* _MATERIAL TO PROCESS_

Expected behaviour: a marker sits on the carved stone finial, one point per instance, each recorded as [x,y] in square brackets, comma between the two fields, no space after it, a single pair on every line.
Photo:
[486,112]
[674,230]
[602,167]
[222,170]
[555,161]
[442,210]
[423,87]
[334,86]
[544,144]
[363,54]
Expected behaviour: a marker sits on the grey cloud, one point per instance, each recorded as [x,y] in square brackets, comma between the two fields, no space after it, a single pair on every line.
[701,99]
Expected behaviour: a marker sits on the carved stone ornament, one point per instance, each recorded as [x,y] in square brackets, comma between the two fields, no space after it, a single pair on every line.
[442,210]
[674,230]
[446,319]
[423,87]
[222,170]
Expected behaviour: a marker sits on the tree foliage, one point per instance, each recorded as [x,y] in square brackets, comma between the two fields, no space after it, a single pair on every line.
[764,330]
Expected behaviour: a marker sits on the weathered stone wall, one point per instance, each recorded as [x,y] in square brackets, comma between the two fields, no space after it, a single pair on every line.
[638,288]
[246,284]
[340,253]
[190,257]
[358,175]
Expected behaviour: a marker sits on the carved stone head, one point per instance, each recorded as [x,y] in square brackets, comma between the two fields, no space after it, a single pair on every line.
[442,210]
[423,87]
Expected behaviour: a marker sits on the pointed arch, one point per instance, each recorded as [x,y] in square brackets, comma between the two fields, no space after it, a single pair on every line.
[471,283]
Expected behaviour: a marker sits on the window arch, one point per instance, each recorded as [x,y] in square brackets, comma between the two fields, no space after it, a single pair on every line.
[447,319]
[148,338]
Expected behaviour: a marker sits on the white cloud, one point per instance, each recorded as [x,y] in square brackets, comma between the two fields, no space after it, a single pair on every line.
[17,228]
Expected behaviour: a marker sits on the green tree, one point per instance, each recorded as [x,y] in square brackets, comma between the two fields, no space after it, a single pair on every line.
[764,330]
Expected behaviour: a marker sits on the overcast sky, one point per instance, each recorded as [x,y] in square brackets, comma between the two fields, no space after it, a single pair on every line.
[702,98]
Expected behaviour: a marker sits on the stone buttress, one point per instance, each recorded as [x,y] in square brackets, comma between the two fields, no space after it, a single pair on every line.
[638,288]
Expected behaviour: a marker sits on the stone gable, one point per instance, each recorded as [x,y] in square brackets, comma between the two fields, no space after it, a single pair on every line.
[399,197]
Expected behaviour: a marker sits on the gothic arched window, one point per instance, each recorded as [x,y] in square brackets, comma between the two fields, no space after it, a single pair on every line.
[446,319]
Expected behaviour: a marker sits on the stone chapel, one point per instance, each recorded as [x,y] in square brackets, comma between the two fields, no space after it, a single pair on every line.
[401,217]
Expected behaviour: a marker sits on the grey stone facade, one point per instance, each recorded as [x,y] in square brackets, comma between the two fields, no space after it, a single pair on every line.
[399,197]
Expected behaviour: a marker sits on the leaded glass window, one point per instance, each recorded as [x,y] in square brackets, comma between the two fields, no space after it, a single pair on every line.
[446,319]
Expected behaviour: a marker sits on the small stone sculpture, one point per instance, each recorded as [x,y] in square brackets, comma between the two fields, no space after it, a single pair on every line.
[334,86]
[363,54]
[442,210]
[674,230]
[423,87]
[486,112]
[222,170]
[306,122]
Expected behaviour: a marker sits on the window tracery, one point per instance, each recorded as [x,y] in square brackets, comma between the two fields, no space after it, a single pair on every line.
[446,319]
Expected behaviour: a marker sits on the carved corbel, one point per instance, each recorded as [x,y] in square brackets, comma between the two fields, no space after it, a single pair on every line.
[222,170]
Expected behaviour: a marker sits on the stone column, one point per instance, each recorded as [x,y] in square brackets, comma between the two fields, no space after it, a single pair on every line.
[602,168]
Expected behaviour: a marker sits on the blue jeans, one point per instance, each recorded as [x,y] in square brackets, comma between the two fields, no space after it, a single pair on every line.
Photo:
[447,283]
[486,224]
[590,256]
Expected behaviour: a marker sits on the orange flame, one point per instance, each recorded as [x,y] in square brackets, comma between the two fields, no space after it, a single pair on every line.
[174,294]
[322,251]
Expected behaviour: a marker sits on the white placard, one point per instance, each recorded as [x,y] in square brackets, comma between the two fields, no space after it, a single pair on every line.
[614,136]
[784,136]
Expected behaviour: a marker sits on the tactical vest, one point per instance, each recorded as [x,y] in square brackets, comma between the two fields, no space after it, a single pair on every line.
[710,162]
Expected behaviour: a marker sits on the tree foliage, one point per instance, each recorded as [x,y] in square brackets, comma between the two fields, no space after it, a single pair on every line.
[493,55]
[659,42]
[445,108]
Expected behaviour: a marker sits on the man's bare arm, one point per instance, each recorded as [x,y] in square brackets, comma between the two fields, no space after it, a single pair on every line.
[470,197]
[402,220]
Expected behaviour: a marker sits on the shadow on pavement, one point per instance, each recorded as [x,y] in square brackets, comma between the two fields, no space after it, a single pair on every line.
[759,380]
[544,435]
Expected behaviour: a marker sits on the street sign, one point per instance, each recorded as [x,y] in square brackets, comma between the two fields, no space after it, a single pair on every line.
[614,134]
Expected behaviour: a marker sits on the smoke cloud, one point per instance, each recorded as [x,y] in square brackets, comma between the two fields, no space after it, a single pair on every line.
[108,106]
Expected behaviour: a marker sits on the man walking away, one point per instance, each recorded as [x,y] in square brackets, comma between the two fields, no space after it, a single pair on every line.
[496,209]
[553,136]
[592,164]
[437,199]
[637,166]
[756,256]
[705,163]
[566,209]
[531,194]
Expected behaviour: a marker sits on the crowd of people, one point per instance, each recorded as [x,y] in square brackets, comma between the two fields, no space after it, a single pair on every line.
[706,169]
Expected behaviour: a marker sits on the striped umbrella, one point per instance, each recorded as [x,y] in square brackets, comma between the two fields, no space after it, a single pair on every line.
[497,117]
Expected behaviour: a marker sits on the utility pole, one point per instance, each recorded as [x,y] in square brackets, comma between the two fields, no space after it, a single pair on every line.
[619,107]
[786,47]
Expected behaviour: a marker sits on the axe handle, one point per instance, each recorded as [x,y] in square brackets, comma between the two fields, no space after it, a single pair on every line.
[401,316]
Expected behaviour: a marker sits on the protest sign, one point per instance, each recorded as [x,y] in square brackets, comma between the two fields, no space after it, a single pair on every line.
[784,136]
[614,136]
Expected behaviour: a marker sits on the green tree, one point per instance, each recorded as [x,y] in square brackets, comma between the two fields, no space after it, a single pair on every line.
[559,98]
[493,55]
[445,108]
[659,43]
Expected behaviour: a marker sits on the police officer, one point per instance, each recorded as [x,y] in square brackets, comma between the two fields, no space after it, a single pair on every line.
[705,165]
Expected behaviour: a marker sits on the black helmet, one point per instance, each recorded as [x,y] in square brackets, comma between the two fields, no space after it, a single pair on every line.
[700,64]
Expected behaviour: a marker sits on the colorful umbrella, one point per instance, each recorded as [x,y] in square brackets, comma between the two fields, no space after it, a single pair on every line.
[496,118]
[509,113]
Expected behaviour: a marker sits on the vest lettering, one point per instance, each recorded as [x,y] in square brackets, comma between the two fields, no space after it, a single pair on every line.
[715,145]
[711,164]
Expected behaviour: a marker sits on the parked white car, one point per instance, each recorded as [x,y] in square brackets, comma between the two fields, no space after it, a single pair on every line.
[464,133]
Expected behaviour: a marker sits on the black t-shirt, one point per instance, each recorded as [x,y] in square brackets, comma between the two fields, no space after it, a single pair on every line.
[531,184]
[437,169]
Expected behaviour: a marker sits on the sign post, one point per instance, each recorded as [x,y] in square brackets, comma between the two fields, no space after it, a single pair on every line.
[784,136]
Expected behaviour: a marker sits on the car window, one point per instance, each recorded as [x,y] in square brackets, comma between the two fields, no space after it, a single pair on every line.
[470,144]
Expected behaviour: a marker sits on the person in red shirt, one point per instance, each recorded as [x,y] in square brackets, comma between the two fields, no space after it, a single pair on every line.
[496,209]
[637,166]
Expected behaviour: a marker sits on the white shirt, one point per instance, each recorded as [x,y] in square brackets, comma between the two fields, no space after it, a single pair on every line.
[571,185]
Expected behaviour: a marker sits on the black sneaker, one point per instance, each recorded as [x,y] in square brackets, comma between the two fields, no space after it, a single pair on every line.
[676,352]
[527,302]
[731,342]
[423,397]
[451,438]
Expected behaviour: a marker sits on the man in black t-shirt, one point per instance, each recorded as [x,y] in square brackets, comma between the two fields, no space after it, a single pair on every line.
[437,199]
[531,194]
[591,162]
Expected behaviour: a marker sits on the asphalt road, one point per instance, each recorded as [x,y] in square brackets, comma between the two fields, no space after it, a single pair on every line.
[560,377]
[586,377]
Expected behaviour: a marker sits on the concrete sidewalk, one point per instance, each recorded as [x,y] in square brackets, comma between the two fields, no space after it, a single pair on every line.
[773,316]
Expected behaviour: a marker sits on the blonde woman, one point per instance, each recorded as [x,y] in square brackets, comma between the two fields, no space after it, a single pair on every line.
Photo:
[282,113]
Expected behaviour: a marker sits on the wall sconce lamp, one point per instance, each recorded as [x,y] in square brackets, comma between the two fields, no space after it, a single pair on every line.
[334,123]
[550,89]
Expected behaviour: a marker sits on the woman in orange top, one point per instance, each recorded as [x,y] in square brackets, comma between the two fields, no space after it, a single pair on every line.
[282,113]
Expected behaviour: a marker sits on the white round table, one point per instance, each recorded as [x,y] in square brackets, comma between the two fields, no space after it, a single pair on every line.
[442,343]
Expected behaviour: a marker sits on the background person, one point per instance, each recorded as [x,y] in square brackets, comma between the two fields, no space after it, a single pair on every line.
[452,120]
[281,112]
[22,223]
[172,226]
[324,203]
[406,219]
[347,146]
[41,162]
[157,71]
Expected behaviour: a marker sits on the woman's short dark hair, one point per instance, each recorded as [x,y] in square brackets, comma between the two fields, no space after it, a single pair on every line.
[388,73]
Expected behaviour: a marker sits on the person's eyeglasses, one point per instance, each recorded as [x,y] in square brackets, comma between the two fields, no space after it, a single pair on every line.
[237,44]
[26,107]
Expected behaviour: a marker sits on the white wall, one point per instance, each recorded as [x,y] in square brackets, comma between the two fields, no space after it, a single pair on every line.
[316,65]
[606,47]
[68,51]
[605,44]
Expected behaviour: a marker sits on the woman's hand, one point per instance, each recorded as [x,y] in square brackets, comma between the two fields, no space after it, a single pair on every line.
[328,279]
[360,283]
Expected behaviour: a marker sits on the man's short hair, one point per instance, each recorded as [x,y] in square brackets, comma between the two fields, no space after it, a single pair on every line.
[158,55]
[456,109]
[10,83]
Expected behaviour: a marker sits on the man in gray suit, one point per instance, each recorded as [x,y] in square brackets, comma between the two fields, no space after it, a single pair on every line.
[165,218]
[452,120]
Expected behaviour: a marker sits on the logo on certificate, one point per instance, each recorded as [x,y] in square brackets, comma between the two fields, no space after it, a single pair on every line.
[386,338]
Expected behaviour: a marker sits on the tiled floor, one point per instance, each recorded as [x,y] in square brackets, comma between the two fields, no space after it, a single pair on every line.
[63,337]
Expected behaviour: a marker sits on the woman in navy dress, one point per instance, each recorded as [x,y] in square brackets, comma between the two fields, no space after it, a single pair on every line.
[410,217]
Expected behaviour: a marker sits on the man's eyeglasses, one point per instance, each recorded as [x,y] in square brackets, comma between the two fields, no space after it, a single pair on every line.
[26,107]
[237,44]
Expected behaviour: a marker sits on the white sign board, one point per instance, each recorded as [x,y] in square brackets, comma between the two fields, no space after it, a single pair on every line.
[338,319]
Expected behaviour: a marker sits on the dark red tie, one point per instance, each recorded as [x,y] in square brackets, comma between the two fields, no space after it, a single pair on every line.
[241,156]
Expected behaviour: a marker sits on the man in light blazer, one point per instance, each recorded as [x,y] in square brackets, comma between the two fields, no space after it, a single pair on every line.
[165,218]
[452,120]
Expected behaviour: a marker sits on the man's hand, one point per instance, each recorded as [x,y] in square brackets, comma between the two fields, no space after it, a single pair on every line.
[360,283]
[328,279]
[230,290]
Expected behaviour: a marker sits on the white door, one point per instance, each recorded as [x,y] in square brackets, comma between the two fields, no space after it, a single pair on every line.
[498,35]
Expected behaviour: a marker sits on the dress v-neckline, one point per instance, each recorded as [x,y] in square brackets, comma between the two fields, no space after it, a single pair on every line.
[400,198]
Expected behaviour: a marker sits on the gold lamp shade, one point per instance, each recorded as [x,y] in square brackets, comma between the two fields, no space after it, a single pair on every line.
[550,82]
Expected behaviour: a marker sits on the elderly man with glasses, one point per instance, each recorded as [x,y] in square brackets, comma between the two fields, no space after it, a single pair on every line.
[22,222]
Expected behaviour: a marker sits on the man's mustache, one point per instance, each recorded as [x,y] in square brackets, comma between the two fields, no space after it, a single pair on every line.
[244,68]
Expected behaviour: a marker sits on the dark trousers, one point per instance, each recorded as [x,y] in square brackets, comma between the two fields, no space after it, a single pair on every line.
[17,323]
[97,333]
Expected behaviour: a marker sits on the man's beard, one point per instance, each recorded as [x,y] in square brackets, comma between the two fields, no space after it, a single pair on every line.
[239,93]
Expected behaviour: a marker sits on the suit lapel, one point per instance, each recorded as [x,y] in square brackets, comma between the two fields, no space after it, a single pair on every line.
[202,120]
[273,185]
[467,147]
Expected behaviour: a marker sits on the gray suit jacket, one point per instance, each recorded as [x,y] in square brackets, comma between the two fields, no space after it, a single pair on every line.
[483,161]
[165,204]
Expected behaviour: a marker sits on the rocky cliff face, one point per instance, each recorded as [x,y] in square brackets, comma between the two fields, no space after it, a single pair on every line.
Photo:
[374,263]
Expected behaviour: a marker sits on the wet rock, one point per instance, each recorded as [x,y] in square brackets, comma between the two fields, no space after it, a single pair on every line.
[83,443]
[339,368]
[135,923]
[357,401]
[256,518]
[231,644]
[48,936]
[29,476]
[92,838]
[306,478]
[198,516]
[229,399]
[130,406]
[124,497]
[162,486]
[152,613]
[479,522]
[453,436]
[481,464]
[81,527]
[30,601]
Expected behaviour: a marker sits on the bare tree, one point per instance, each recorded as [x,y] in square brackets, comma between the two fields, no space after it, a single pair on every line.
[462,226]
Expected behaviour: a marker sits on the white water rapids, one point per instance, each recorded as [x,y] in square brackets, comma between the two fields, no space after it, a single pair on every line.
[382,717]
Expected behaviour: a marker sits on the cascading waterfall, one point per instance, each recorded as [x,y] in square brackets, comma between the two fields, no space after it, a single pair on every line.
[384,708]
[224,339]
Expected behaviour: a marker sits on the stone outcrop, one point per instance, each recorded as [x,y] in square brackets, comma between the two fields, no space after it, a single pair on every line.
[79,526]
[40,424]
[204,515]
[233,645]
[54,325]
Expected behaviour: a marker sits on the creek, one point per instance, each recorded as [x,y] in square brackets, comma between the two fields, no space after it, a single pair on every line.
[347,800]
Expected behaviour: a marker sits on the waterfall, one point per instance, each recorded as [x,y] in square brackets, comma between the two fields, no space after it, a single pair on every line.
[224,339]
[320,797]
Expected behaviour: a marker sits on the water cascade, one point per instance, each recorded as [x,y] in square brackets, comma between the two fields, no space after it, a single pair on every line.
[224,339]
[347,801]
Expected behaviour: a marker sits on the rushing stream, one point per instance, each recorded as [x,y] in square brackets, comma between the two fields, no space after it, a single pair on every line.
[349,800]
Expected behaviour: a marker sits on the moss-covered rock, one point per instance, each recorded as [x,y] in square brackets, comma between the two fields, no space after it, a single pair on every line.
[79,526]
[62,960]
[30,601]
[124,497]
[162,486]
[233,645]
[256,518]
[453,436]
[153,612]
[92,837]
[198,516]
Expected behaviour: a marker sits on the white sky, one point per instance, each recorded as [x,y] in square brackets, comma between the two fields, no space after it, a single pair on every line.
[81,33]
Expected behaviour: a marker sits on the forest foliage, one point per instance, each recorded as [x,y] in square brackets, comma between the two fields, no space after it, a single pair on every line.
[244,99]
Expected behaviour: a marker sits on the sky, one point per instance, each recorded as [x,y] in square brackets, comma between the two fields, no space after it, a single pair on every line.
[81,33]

* _TASK BRIEF_
Give back the lines of the listing from the one with "Expected behaviour: a marker sits on the white sky, one" through the end, both included, exactly as written and with nothing added.

* _RESPONSE TO THIS TASK_
Expected behaviour: a marker sits on the white sky, one point per instance, each recorded as [x,y] in square brackets, comma between the two fields, no space after it, a single pair on every line.
[81,33]
Expected behaviour: a marker sits on the forest foliage, one point per instance, each recorded as [x,y] in square brackets, comma between the two fields, no space after it, a single pair on every line.
[244,99]
Expected behaviour: a marker sits on the sky, one point per instance, each recorded as [x,y] in square brackets, comma between the two fields, no space after it, a single pair on every line.
[81,33]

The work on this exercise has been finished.